- Text shown -
================

Notebook showing how to call, and specific arguments used, for each of the classes/methods from different scripts, to produce the final input for the LLM fine-tuning

In [None]:
from pathlib import Path
import sys
sys.path.append(str(Path('../python').resolve()))
from create_clean_chunks import CreateChunks, HeaderPreservingChunker
from create_qa import GenerateQAContent

from pprint import pprint

from transformers import AutoTokenizer


  from .autonotebook import tqdm as notebook_tqdm


# Load and chunk .pdf file using Docling

In [None]:
input_file="../data/books/rebuilding_milo.pdf"
output_chunks_file = "../data/rebuilding_milo_chunks_docling_max_tokens128_min_tokens50_meta_llama3p18B.txt"
model_id = "meta-llama/Llama-3.1-8B-Instruct" #TinyLlama/TinyLlama-1.1B-Chat-v1.0"

================

- Problem set -
- 1) Reproduce word for word the part of the fine-tuning notebook starting at "Notebook showing how" and ending at "sys.path.append(str(Path('../python').resolve()))".
- 2) Carry the fine-tuning notebook forward from its last line.

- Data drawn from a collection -
================

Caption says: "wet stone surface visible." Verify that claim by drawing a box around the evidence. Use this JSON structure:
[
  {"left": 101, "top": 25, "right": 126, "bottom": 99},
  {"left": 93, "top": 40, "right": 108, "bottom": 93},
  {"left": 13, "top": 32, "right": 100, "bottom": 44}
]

================

- Results of the exercise -
- 1)
Notebook showing how to call, and specific arguments used, for each of the classes/methods from different scripts, to produce the final input for the LLM fine-tuning

In [None]:
from pathlib import Path
import sys
sys.path.append(str(Path('../python').resolve()))

- 2)
tokenizer = AutoTokenizer.from_pretrained(model_id)
tokenizer.pad_token = tokenizer.eos_token

save_docling_chunks=False

cc = HeaderPreservingChunker(file_path=input_file, tokenizer=tokenizer,  max_tokens=128)
x = cc.get_clean_chunks()
print(x[:10])

if save_docling_chunks:
    with open(output_chunks_file, "w", encoding="utf-8") as f:
        for item in x:
            f.write(item + "\n")

# Load and chunk .pdf file using Langchain

In [None]:
input_file="../data/books/rebuilding_milo.pdf"
output_chunks_file = "../data/rebuilding_milo_chunks_docling_max_tokens128_min_tokens50_meta_llama3p18B.txt"
model_id = "meta-llama/Llama-3.1-8B-Instruct" #TinyLlama/TinyLlama-1.1B-Chat-v1.0"

tokenizer = AutoTokenizer.from_pretrained(model_id)
tokenizer.pad_token = tokenizer.eos_token

def llama_token_len(text):
    return len(tokenizer.encode(text))

save_docling_chunks=False
cc_langchain = CreateChunks(file_path=input_file, chunk_size=500, chunk_overlap=50, length_function=llama_token_len)
y = cc_langchain.get_clean_chunks()
print(y[:10])


In [None]:
len(y)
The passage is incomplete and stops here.